## The problem
Please identify each line in the records below that contains the string "girl" and copy those lines. Case counts, so uppercase and lowercase letters are not interchangeable.
──────── Exercise material ────────
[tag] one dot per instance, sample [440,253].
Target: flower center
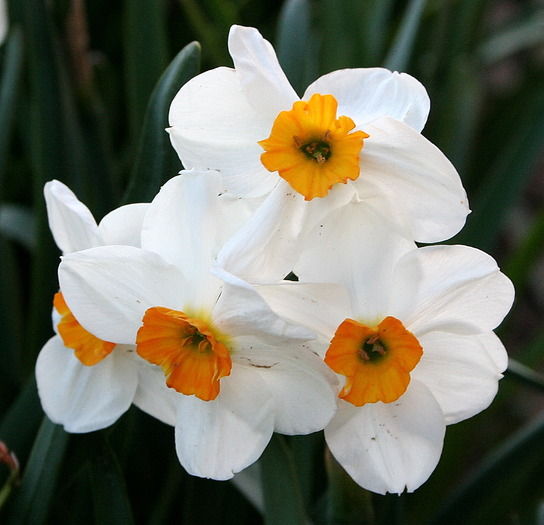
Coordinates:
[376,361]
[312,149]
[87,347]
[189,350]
────────
──────── Exercise material ────────
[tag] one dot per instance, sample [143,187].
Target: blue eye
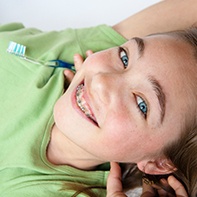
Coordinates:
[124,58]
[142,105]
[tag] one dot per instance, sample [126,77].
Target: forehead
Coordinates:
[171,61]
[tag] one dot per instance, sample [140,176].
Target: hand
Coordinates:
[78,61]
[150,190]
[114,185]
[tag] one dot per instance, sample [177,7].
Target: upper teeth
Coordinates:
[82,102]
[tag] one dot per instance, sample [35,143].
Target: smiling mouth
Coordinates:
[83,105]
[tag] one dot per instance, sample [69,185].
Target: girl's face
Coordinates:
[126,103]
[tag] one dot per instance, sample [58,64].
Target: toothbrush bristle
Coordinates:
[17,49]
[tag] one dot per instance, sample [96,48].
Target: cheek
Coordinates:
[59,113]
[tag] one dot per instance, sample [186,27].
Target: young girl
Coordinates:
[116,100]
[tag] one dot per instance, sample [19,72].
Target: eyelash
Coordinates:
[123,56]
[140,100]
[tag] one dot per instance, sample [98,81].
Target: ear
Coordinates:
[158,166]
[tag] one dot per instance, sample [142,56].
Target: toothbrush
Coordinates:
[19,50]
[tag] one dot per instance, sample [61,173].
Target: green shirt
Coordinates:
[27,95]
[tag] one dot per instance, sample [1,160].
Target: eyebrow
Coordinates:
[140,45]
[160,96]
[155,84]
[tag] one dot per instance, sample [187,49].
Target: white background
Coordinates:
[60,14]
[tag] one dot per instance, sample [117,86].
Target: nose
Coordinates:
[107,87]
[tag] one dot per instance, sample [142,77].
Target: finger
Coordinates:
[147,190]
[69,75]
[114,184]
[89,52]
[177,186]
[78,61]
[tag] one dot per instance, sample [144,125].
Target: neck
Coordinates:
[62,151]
────────
## Solution to this task
Target: girl's face
Target: young girl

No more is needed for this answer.